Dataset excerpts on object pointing

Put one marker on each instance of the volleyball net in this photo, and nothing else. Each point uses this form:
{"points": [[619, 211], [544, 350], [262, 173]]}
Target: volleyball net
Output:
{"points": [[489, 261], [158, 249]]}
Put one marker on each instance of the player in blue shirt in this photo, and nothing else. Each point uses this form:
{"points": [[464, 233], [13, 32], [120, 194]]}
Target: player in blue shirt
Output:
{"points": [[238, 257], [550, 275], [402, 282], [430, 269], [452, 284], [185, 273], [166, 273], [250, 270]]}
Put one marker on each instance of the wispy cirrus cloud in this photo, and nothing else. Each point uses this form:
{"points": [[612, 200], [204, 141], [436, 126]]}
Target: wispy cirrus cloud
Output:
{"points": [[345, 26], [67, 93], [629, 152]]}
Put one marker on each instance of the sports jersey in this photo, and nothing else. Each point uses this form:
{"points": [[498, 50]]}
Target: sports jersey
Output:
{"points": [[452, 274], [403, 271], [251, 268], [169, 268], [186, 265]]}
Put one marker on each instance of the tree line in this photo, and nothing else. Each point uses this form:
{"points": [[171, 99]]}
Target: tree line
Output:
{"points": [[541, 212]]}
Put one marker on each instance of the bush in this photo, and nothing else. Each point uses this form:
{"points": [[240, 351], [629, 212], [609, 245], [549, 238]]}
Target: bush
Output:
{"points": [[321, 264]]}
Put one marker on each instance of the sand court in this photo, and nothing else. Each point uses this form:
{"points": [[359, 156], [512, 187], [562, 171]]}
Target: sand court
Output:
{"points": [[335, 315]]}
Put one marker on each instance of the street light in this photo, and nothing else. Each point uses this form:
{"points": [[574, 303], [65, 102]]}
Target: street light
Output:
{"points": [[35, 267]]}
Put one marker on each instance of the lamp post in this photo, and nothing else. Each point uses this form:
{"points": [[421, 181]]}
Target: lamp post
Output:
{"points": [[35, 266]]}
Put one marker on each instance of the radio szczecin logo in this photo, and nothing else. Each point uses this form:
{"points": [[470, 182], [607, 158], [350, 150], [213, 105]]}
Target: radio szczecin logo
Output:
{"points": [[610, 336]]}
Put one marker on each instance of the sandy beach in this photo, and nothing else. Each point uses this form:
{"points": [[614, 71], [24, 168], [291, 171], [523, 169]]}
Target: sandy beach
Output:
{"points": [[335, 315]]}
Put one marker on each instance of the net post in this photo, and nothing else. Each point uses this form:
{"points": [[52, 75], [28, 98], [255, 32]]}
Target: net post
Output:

*GIVEN TASK*
Reproduce the rows from the line containing "Put one marker on each instance of the sandy" through the end of the rows, inclusive, requests and all. Scale every coordinate in the answers by 1.7 and round to whole numbers, with halves rounding up; leave the requests and their format samples unchanged.

*WRITTEN RESPONSE*
Put one marker on each instance of the sandy beach in this photo, and nothing else. Each point uses this form:
{"points": [[614, 71], [24, 168], [291, 171], [523, 169]]}
Target: sandy beach
Output:
{"points": [[570, 536]]}
Put one marker on each instance of the net post in this photo, and nothing else. Each point uses this form:
{"points": [[52, 75], [28, 98], [255, 32]]}
Target: net post
Output:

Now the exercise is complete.